## [TÂCHE A]
Relevez toutes les personnes désignées par leur nom dans le passage fourni.
## [TÂCHE B]
D'après le passage fourni, quel jour la juge a-t-elle rendu son ordonnance ?
## [TÂCHE C]
Présentez sous forme de liste le paragraphe du passage fourni qui commence par « L’ordonnance a été rendue le 30 décembre 2021 », en gardant ses faits principaux.

## [PASSAGE FOURNI]
Des mandats d’arrêt ont été émis à l’encontre de deux généraux impliqués dans l’attaque de 1997 contre l’opposition qui a fait 16 morts et 150 blessés

Un tribunal français a émis des mandats d’arrêt à l’encontre de deux généraux cambodgiens pour l’attentat à la grenade perpétré contre un rassemblement politique de l’opposition à Phnom Penh le 30 mars 1997, qui a fait 16 morts et plus de 150 blessés, a déclaré Rights Watch aujourd’hui. L’ordonnance du tribunal indique qu’une convocation a été adressée au Premier ministre Hun Sen pour son rôle dans l’attaque, mais que le gouvernement français a bloqué sa délivrance, invoquant l’immunité du chef de l’État.

L’ordonnance a été rendue le 30 décembre 2021 par la juge Sabine Khéris, qui était alors Vice-présidente chargée de l’instruction au sein du Tribunal judiciaire de Paris. Elle déclarait que des mandats d’arrêt avaient été émis le 19 mars 2020 à l’encontre du général Huy Piseth, qui était le chef de l’unité des gardes du corps du Premier ministre Hun Sen à l’époque de l’attentat, et du général Hing Bun Heang, alors chef adjoint de l’unité, pour leur rôle dans la planification et l’orchestration de l’attaque.

« Le gouvernement cambodgien n’a jamais pris de mesures contre les responsables de l’attaque à la grenade de 1997 contre le chef de l’opposition Sam Rainsy et ses partisans, car il existe des preuves substantielles que le Premier ministre Hun Sen et ses généraux étaient à l’origine de cette atrocité de masse », a déclaré Brad Adams, directeur de la division Asie de Human Rights Watch. « Le gouvernement français devrait demander l’émission d’un mandat d’arrêt européen et d’une notice rouge d’Interpol, afin d’arrêter le général Huy Piseth et le général Hing Bun Heang en vue de leur traduction en justice à Paris. »

L’ordonnance a été rendue à la suite d’une plainte déposée à Paris par Sam Rainsy, le leader de l’opposition et cible de l’attaque, qui a été blessé par un éclat de grenade. Son garde du corps est décédé après avoir pris de plein fouet l’une des grenades alors qu’il protégeait Rainsy.

L’ordonnance de la juge indique :

Il ressort de l’information judiciaire que Messieurs Piseth HUY et Bun Heang HING, chef et chef adjoint de l’unité spéciale des gardes du Premier ministre, ont organisé et fait exécuter l’attaque à la grenade survenue le 30 mars 1997, à Phnom Penh (CAMBODGE), et ayant pour cible Monsieur SAM Rainsy. Piseth HUY a déployé ses hommes, lourdement armés et en tenue de combat. Instruction a été donnée aux hommes de se positionner linéairement à une distance raisonnable derrière les manifestants, de façon à faciliter le repli des lanceurs de grenade vers I ‘enceinte militaire du PPC et d’empêcher quiconque de les poursuivre.

## [EXTRAITS DE DONNÉES]
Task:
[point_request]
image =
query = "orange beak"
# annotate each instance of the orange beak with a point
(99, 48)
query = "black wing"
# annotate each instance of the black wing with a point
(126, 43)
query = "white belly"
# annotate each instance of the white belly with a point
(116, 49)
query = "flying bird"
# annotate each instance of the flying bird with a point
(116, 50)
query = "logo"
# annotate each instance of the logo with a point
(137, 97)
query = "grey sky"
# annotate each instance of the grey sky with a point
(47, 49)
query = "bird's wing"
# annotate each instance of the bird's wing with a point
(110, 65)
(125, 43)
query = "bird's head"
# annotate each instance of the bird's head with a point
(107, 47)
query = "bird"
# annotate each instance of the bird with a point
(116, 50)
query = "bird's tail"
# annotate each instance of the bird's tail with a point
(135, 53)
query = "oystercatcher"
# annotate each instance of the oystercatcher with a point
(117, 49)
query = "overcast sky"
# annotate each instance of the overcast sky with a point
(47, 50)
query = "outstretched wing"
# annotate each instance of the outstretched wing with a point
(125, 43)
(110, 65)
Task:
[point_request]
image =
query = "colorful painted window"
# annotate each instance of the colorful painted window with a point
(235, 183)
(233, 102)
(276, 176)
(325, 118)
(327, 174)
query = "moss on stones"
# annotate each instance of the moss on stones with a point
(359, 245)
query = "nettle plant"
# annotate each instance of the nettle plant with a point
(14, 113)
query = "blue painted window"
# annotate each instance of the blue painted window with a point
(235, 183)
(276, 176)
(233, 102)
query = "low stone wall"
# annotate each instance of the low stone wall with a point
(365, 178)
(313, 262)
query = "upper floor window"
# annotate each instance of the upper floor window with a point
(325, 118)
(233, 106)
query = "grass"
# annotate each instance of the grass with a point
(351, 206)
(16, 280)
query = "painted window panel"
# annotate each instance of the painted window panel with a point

## [RÉPONSE A]
- Hun Sen
- Huy Piseth
- Hing Bun Heang
- Sabine Khéris
- Sam Rainsy
- Brad Adams

## [RÉPONSE B]
Le 30 décembre 2021.

## [RÉPONSE C]
- Date de l'ordonnance : 30 décembre 2021.
- Auteure : la juge Sabine Khéris, alors Vice-présidente chargée de l'instruction au Tribunal judiciaire de Paris.
- Date d'émission des mandats d'arrêt : 19 mars 2020.
- Premier visé : le général Huy Piseth, chef de l'unité des gardes du corps du Premier ministre Hun Sen au moment de l'attentat.
- Second visé : le général Hing Bun Heang, alors chef adjoint de cette unité.
- Motif : leur rôle dans la planification et l'orchestration de l'attaque.